━━ Information shown

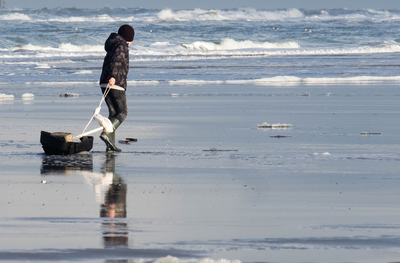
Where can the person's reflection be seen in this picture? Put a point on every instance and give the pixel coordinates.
(113, 207)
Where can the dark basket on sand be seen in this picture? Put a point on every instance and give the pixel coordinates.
(62, 143)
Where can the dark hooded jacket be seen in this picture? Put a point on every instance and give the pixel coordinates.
(116, 62)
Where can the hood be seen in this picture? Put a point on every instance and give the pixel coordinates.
(114, 40)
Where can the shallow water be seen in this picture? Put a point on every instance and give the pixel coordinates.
(203, 181)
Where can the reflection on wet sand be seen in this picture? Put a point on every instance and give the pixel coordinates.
(66, 164)
(110, 190)
(113, 207)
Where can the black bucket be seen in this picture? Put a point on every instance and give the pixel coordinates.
(56, 145)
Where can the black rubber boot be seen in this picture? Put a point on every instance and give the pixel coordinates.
(109, 137)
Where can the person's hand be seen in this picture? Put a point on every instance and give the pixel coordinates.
(111, 82)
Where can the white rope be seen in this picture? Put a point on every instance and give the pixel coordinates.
(97, 110)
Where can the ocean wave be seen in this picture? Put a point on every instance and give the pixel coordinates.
(198, 50)
(15, 17)
(67, 15)
(247, 14)
(231, 44)
(64, 47)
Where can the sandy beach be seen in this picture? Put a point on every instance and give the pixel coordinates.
(204, 183)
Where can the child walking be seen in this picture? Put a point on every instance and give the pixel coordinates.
(113, 80)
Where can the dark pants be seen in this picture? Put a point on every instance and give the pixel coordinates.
(116, 102)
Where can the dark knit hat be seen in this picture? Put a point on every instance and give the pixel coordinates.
(127, 32)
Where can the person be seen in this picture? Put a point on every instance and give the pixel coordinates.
(113, 80)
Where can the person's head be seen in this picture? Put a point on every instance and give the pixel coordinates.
(127, 32)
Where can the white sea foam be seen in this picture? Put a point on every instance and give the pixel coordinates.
(15, 16)
(143, 82)
(170, 259)
(27, 96)
(195, 82)
(218, 15)
(83, 72)
(6, 96)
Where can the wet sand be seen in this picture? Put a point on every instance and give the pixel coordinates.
(203, 181)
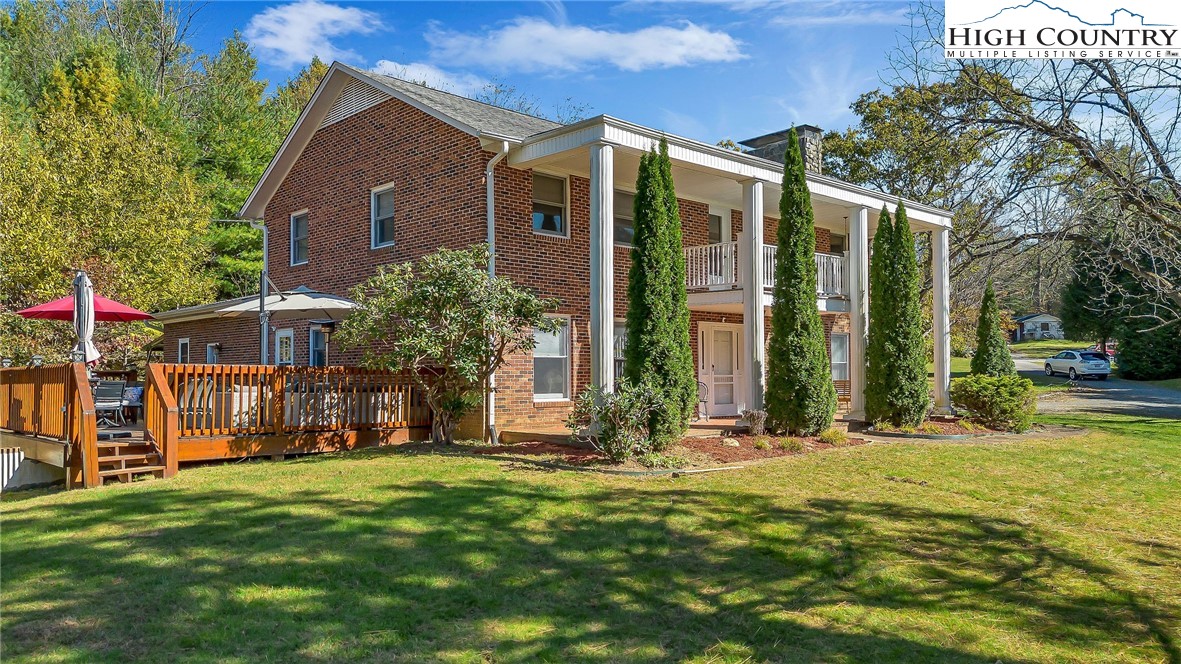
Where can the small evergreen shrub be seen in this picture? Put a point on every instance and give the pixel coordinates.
(834, 437)
(998, 402)
(621, 417)
(791, 444)
(757, 421)
(991, 356)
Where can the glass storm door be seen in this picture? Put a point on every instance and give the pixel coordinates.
(721, 370)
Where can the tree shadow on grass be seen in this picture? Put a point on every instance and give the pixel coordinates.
(509, 571)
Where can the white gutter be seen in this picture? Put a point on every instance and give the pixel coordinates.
(490, 201)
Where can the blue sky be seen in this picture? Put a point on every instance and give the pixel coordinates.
(706, 70)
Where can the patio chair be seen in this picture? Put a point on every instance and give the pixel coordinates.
(108, 401)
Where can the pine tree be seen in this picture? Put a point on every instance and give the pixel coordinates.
(800, 394)
(658, 347)
(881, 312)
(991, 356)
(896, 375)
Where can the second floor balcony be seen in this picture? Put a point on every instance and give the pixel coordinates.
(715, 267)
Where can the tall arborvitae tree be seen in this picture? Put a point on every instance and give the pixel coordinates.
(882, 297)
(800, 394)
(896, 375)
(911, 396)
(658, 347)
(991, 356)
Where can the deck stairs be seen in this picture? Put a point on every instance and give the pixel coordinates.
(128, 459)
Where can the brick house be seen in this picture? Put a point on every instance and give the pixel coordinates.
(379, 170)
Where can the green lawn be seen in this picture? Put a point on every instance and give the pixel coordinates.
(1045, 551)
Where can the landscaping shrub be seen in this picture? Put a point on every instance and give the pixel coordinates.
(757, 421)
(658, 350)
(896, 375)
(834, 437)
(620, 420)
(791, 444)
(800, 394)
(991, 356)
(998, 402)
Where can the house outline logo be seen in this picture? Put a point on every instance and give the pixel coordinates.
(1044, 28)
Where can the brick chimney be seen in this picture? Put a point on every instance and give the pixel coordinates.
(775, 145)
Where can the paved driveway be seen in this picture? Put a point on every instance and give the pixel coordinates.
(1114, 396)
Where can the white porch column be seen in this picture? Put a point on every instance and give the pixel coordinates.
(752, 291)
(602, 267)
(859, 308)
(941, 316)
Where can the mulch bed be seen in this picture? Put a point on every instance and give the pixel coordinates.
(721, 453)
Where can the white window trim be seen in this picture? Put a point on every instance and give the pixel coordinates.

━━━━

* Exercise details:
Rewrite all the rows above, substituting "Mark each instance" for "Put a point on every instance" everywhere it occurs and changing nothing else. Omit the pictures from your answer.

* Answer to this task:
Where can the person's reflection be seen in this picture? Mark each instance and give the pixel coordinates.
(113, 207)
Where can the dark basket on sand be seen in this picture? Mark each instance and give the pixel coordinates.
(62, 143)
Where can the dark hooded jacket be seen in this picture? Mark each instance and give the pixel coordinates.
(116, 62)
Where can the hood be seen in this picture? Mark each instance and give the pixel coordinates.
(114, 40)
Where can the shallow water be seen in this picture? Mark each instance and give the pixel coordinates.
(203, 181)
Where can the reflection on wet sand be seen in this picture? Mark each instance and give the pixel coordinates.
(66, 164)
(110, 190)
(113, 207)
Where can the black bucket be seen in this picture? Mark each instance and give the pixel coordinates.
(56, 145)
Where can the black rubber boot be seen in this picture? Mark each instance and give the pixel coordinates.
(109, 137)
Where can the person's hand be seen in this picture? Mark each instance and give the pixel coordinates.
(111, 82)
Where can the white rope be seen in this picture? Mark each instance and give the pixel coordinates.
(97, 110)
Where can the ocean wave be seen in this picture? Mark each instance and give the pixel coordinates.
(198, 50)
(15, 17)
(67, 15)
(247, 14)
(231, 44)
(64, 47)
Where can the sandy beach be seen in this picture? Mark each instance and give the pixel coordinates.
(204, 183)
Where can the child walking be seen in this picture? Mark each instance and give the pixel coordinates.
(113, 80)
Where can the dark pants be seen in this picture? Mark each instance and give the pixel coordinates.
(116, 102)
Where can the dark knit hat be seen in this picture? Mark each instance and give the pixel coordinates.
(127, 32)
Where can the person be seen in this picture? Mark each instance and give the pixel coordinates.
(113, 80)
Where can the person's head be seen in this picture? Mark each instance and give the pixel coordinates.
(127, 32)
Where can the white sea foam be seen in this picture? Mark each instance and give the pixel coordinates.
(15, 16)
(143, 82)
(170, 259)
(27, 96)
(195, 82)
(218, 15)
(83, 72)
(6, 96)
Where can the wet sand be seen in this picture? Mark each instance and give the pixel coordinates.
(203, 181)
Where can the small evergreen shrub be seen in this picture? Mark each instance and give the pixel coordinates.
(834, 437)
(998, 402)
(621, 417)
(791, 444)
(757, 421)
(991, 356)
Where can the glass storm door be seen in this picture? Mark each instance and give the pixel coordinates.
(721, 370)
Where can the tree shadow on grass be seen in this picture? Mark each instance and give the pixel coordinates.
(509, 571)
Where can the white gutter be seen in this picture? Mark each instance and give the pixel coordinates.
(490, 201)
Where can the blue sky be seen in this picture? Mark each instance and give the pixel coordinates.
(706, 70)
Where can the patio chair be seen in this picture? Mark each instance and give the pixel coordinates.
(108, 401)
Where can the pine tree be seen in this picture? Mark each instance and give the pixel coordinates.
(800, 394)
(658, 347)
(881, 312)
(991, 356)
(896, 375)
Where can the second floor balcony be seen in this picture? Mark each instance and give the pixel coordinates.
(715, 267)
Where can the tall arborvitae tree be seen in this picture? Mark each instance and give the pixel coordinates.
(882, 297)
(800, 394)
(896, 375)
(911, 396)
(658, 347)
(991, 356)
Where can the deck stairs be seen in this picture? Mark each instance and give the pixel coordinates.
(128, 459)
Where can the brick house be seen in this picture? Mark each instance and give the pixel coordinates.
(379, 170)
Where can the green lawn be seen in this picture? Mark each instance and give the pixel coordinates.
(1045, 551)
Where can the landscaping shrub be seen in this picture? Mark each instance and give the pixel coordinates.
(757, 421)
(658, 350)
(896, 375)
(834, 437)
(620, 420)
(791, 444)
(800, 394)
(991, 356)
(998, 402)
Where can the house outline logo be seen in this picture? Mark each instance and give the pixel coordinates.
(1044, 28)
Where can the brick chimney be seen in this picture? Mark each instance and give the pixel coordinates.
(775, 145)
Where can the paved driveway be seen in this picture? Mark each instance and give the pixel coordinates.
(1114, 396)
Where can the white porch column be seen in this picture? Mark each instance and give the pixel coordinates.
(752, 291)
(602, 267)
(859, 308)
(941, 316)
Where can the mulch bed be seen in this picture? Mark each instance and give the pixel coordinates.
(721, 453)
Where can the white window trim be seen in this picture? Mark each instance and give the pixel coordinates.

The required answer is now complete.